● **Required tasks**
1. List every cancer type for which the pembrolizumab article below says the drug currently has indications.
2. In the pembrolizumab article below, turn the paragraph beginning "The application is seeking approval" into a short bulleted list that keeps its main facts.

The FDA has accepted a new supplemental Biologics License Application and granted Priority Review for Merck's pembrolizumab (Keytruda) for the treatment of advanced cervical cancer, marking the first filing acceptance for an anti–PD-1 therapy in cervical cancer.
The FDA has accepted a new supplemental Biologics License Application and granted Priority Review for pembrolizumab (Keytruda) for the treatment of advanced cervical cancer, announced Merck in a press release.
According to Merck, this marks the first filing acceptance and Priority Review granted for an anti—PD-1 therapy in cervical cancer and the 14th regulatory submission accepted by the FDA for pembrolizumab.
“Advanced cervical cancer is an illness with a poor prognosis and a high unmet medical need,” said Roger Dansey, MD, senior vice president and therapeutic area head, oncology late-stage development, Merck Research Laboratories, in a statement. “We look forward to working with the FDA on the review of this application to help bring Keytruda to previously-treated patients with advanced cervical cancer.”
The application is seeking approval for pembrolizumab as treatment for patients with advanced cervical cancer with disease progression on or after chemotherapy and is based in part on data from the phase 2 KEYNOTE-158 trial. The ongoing global, open-label, non-randomized, multi-cohort, multi-center trial is evaluating pembrolizumab in patients with multiple types of solid tumors, including cervical cancer.
Pembrolizumab currently has indications for certain types of melanoma, non—small-cell lung cancer, head and neck cancer, classical Hodgkin lymphoma, urothelial cancer, microsatellite instability-high cancer, and gastric cancer.
Study findings presented at ASCO’s 2018 Genitourinary Cancers Symposium last month showed that there is greater overall survival benefit with recurrent urothelial cancer being treated with pembrolizumab versus chemotherapy. According to Joaquim Bellmunt, MD, PhD, of the Dana Farber Institute, this is the first immunotherapy to demonstrate superior survival over chemotherapy in patients with advanced urothelial carcinoma after failure of platinum-based therapy.
In January, Merck announced that the FDA had granted a Breakthrough Therapy Designation for lenvatinib and pembrolizumab as combination therapy for advanced and/or metastatic renal cell carcinoma (RCC) based on results from the RCC cohort in Study 111, which evaluated the safety and efficacy of the combination in selected solid tumors.

● **Point-per-instance localization data**
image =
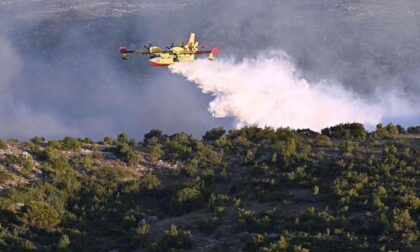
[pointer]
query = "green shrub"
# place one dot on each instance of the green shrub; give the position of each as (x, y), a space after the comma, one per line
(175, 239)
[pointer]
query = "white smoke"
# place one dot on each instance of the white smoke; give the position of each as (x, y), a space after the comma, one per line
(268, 91)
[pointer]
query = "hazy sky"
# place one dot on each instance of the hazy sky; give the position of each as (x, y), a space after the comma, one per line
(60, 72)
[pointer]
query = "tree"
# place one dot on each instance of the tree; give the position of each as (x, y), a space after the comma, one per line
(40, 215)
(122, 138)
(63, 244)
(155, 152)
(175, 239)
(108, 141)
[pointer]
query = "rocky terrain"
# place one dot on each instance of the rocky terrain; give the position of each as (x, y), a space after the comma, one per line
(243, 190)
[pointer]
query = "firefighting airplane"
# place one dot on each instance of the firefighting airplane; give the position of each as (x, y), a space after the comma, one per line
(174, 54)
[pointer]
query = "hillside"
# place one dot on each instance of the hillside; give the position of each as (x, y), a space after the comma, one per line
(252, 189)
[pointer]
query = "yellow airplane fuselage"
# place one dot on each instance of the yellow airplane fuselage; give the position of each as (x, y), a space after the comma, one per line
(166, 59)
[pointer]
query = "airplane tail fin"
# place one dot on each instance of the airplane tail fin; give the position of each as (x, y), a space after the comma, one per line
(214, 50)
(191, 39)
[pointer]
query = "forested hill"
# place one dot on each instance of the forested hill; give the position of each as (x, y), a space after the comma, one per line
(252, 189)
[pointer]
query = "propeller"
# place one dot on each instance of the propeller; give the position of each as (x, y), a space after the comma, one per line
(169, 48)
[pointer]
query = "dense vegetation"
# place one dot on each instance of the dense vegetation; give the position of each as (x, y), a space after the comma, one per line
(253, 189)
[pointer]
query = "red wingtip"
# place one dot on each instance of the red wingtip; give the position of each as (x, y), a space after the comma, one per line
(123, 49)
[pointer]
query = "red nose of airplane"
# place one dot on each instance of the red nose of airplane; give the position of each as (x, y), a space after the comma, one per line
(215, 50)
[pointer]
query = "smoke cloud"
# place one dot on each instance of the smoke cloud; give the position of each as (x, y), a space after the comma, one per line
(269, 91)
(61, 73)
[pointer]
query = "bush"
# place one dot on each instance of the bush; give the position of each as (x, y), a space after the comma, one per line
(108, 141)
(174, 239)
(70, 143)
(63, 244)
(155, 153)
(40, 215)
(2, 144)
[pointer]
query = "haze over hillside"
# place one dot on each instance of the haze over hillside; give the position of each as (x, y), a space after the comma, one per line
(61, 73)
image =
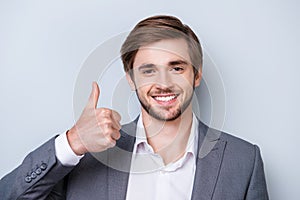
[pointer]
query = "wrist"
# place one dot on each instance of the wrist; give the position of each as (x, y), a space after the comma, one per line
(75, 142)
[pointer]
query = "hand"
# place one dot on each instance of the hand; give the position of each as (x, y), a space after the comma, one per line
(97, 129)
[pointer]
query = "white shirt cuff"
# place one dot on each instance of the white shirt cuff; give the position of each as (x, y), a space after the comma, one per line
(64, 152)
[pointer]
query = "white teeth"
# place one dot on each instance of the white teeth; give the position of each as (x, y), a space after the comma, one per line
(166, 98)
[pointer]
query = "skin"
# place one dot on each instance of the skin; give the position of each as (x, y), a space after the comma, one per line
(164, 81)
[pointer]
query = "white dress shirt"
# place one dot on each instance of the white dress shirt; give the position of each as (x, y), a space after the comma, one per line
(151, 179)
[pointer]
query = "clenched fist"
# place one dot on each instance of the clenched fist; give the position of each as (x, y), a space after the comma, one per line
(97, 129)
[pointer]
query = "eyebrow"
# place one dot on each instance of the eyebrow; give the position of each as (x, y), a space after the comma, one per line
(171, 63)
(177, 62)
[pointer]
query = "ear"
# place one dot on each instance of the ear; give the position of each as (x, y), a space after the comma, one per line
(198, 77)
(130, 81)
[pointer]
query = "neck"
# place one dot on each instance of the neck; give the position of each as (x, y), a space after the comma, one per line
(168, 138)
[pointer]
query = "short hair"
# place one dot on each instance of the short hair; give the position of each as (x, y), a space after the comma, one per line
(157, 28)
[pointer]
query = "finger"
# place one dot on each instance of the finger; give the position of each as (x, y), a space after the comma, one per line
(94, 96)
(115, 135)
(116, 125)
(116, 115)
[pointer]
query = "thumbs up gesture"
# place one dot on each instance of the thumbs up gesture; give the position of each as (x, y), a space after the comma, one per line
(97, 129)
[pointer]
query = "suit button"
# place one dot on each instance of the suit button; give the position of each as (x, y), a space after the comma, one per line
(27, 179)
(43, 166)
(38, 171)
(33, 175)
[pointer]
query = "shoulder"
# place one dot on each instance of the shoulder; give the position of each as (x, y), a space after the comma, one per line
(234, 146)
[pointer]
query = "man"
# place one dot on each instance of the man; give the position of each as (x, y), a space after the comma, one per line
(166, 153)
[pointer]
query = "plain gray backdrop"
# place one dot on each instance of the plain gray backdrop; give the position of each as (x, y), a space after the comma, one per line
(254, 44)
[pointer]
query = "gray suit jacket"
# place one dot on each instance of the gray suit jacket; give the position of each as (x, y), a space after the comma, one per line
(227, 168)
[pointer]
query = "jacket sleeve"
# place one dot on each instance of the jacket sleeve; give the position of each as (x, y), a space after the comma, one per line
(257, 187)
(40, 176)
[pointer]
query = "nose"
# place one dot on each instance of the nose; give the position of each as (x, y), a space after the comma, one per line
(164, 79)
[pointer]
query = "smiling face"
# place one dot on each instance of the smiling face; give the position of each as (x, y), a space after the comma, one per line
(164, 79)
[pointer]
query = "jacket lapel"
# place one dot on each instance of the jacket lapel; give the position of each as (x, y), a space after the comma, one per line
(119, 160)
(208, 163)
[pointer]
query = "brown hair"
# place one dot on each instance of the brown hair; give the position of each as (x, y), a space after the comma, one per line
(154, 29)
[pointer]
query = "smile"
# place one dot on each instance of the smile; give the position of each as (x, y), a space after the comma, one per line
(165, 98)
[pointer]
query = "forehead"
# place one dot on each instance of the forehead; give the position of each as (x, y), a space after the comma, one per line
(162, 52)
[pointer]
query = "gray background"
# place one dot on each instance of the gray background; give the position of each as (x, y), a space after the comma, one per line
(254, 45)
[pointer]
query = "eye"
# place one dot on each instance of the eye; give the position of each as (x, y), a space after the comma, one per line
(177, 69)
(148, 71)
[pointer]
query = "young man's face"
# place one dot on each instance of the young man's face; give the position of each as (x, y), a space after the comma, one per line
(164, 78)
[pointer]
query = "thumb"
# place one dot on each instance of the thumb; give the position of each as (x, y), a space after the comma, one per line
(94, 96)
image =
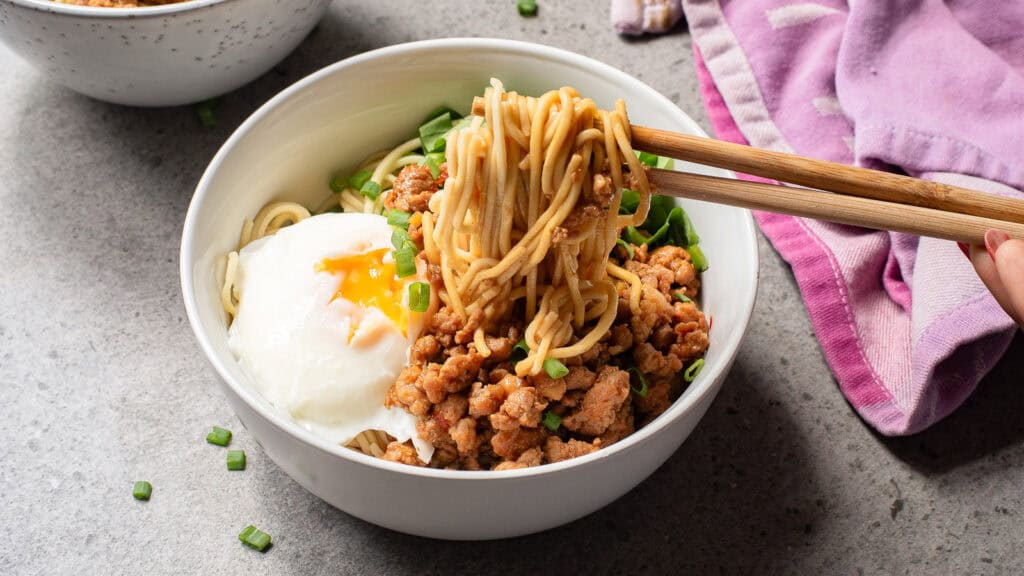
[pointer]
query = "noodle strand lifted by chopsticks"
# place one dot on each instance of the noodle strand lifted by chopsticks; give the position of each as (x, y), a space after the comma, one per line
(528, 211)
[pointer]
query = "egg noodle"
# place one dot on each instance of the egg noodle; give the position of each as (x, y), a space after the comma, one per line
(383, 165)
(502, 229)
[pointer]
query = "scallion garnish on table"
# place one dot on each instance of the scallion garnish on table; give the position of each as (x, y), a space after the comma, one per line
(141, 490)
(255, 538)
(236, 459)
(219, 436)
(419, 296)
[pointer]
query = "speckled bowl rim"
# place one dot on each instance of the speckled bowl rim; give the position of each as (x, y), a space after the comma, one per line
(693, 396)
(100, 12)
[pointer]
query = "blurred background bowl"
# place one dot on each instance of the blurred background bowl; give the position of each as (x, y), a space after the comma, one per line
(329, 122)
(157, 55)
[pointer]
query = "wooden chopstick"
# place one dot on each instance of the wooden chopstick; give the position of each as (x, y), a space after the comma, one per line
(863, 197)
(824, 175)
(833, 207)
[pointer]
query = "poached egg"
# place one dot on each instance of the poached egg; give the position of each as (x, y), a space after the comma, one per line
(324, 326)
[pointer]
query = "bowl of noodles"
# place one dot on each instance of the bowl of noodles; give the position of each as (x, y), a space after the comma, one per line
(439, 286)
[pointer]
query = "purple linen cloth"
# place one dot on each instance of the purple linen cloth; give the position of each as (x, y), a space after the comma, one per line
(932, 88)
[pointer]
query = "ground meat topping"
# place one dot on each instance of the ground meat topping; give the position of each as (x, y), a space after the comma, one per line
(555, 450)
(511, 444)
(402, 453)
(412, 190)
(600, 403)
(478, 414)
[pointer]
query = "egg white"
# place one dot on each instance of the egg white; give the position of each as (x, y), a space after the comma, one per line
(324, 360)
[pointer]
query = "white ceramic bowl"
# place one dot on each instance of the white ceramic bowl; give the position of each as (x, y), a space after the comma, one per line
(329, 122)
(157, 55)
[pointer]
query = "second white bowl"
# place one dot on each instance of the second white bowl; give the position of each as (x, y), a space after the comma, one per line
(159, 55)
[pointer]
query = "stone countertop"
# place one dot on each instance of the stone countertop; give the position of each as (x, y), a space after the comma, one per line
(101, 382)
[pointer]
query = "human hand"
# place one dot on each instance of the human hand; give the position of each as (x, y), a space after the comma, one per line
(1000, 265)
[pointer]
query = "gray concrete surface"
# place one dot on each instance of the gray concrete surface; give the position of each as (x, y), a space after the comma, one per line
(100, 381)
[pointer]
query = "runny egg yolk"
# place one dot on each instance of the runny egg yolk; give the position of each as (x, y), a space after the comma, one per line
(370, 283)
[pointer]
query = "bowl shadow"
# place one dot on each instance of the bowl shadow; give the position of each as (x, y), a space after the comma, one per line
(709, 508)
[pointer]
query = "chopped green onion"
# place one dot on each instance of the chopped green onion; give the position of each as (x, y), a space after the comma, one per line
(433, 162)
(554, 368)
(398, 218)
(640, 389)
(404, 261)
(338, 183)
(205, 112)
(693, 370)
(219, 436)
(526, 7)
(519, 351)
(433, 131)
(419, 296)
(141, 490)
(371, 190)
(630, 201)
(691, 233)
(236, 459)
(255, 538)
(551, 420)
(357, 179)
(697, 257)
(399, 238)
(440, 111)
(627, 245)
(655, 161)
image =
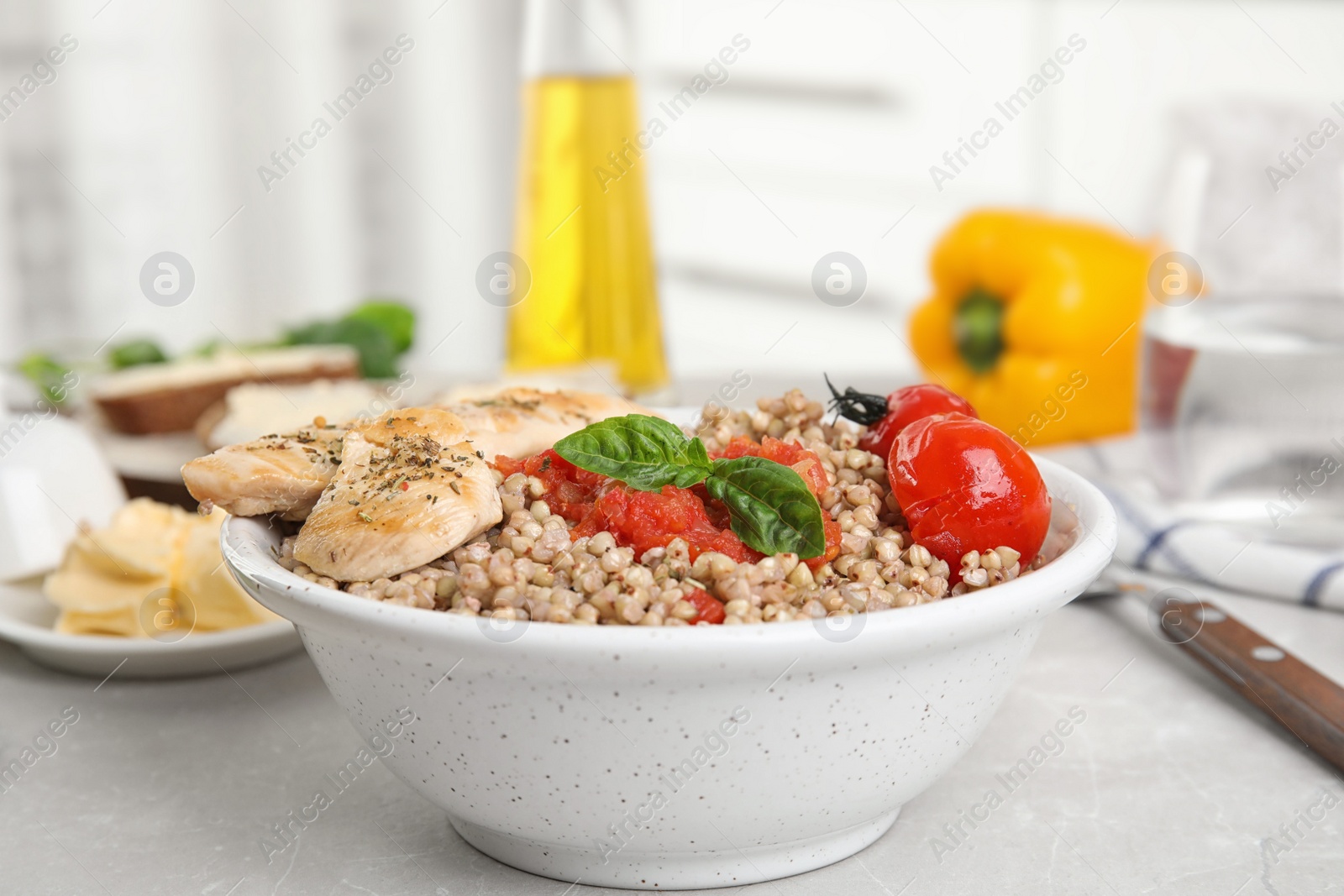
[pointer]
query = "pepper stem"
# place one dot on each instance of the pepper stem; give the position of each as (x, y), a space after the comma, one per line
(978, 328)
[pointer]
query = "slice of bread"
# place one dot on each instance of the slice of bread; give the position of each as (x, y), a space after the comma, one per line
(255, 410)
(170, 398)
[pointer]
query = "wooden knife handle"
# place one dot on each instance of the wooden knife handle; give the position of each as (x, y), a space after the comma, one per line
(1294, 694)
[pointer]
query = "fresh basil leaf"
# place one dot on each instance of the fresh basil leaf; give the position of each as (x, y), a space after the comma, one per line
(136, 352)
(376, 348)
(772, 508)
(391, 317)
(643, 452)
(47, 375)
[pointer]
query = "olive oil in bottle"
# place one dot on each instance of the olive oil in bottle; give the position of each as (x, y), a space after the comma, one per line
(582, 212)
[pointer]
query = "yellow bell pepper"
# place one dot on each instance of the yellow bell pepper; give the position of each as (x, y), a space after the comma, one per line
(1035, 320)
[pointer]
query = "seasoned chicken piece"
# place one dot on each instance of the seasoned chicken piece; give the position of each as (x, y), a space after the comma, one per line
(521, 422)
(410, 488)
(286, 473)
(273, 474)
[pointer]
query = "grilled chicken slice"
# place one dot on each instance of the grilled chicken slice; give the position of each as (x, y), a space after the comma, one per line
(410, 488)
(521, 422)
(281, 474)
(286, 473)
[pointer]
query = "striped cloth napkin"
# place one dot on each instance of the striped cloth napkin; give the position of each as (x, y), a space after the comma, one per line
(1156, 539)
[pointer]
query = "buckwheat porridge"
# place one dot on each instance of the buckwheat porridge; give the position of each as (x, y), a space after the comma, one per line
(578, 547)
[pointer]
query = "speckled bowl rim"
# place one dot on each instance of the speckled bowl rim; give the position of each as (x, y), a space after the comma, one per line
(248, 550)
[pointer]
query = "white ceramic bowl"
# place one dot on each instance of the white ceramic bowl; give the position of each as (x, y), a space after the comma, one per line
(676, 758)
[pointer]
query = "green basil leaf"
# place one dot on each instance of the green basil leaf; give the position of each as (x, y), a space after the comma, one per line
(134, 354)
(376, 347)
(390, 316)
(772, 508)
(643, 452)
(49, 375)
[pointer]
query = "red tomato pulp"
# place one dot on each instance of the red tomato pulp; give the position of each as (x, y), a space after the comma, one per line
(965, 485)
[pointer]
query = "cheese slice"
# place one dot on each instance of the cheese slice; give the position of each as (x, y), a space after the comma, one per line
(156, 571)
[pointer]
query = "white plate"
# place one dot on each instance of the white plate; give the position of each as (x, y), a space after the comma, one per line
(156, 458)
(26, 620)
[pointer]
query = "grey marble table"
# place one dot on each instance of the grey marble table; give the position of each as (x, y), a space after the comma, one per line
(1168, 786)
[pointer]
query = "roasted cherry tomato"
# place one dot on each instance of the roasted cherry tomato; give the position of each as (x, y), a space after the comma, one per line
(710, 610)
(965, 485)
(907, 405)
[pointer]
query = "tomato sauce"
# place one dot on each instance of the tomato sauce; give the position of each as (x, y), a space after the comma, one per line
(645, 520)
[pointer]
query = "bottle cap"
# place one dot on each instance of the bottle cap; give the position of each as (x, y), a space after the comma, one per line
(575, 38)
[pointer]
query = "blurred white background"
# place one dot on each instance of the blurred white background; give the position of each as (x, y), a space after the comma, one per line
(152, 130)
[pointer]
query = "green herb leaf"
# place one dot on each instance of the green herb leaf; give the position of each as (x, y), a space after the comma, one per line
(391, 317)
(643, 452)
(136, 352)
(376, 348)
(773, 510)
(47, 375)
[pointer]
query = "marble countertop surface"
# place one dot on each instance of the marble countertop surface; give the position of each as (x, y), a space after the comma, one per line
(1171, 785)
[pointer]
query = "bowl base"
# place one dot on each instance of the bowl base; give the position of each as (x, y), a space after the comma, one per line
(654, 869)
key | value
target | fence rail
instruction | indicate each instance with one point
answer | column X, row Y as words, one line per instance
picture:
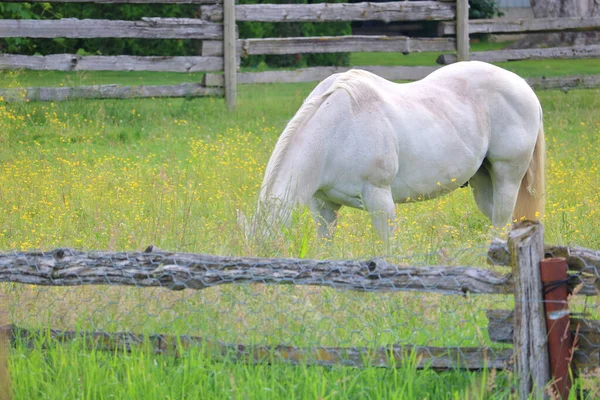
column 107, row 92
column 178, row 271
column 147, row 28
column 74, row 62
column 452, row 19
column 331, row 12
column 571, row 52
column 523, row 25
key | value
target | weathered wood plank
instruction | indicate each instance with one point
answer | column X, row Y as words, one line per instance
column 526, row 248
column 587, row 332
column 523, row 25
column 328, row 12
column 106, row 92
column 572, row 52
column 462, row 30
column 177, row 271
column 565, row 83
column 314, row 74
column 582, row 260
column 340, row 44
column 147, row 28
column 73, row 62
column 440, row 358
column 122, row 1
column 229, row 47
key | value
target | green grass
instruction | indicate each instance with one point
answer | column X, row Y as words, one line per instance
column 120, row 175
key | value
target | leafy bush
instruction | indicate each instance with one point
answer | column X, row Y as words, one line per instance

● **Outputs in order**
1.
- Certain types of melanoma
- Non-small-cell lung cancer
- Head and neck cancer
- Classical Hodgkin lymphoma
- Urothelial cancer
- Microsatellite instability-high cancer
- Gastric cancer

2.
- The application seeks approval of pembrolizumab for patients with advanced cervical cancer whose disease progressed on or after chemotherapy.
- It is based in part on data from the phase 2 KEYNOTE-158 trial.
- That trial is ongoing, global, open-label, non-randomized, multi-cohort and multi-center.
- It is testing pembrolizumab in patients with several types of solid tumors, including cervical cancer.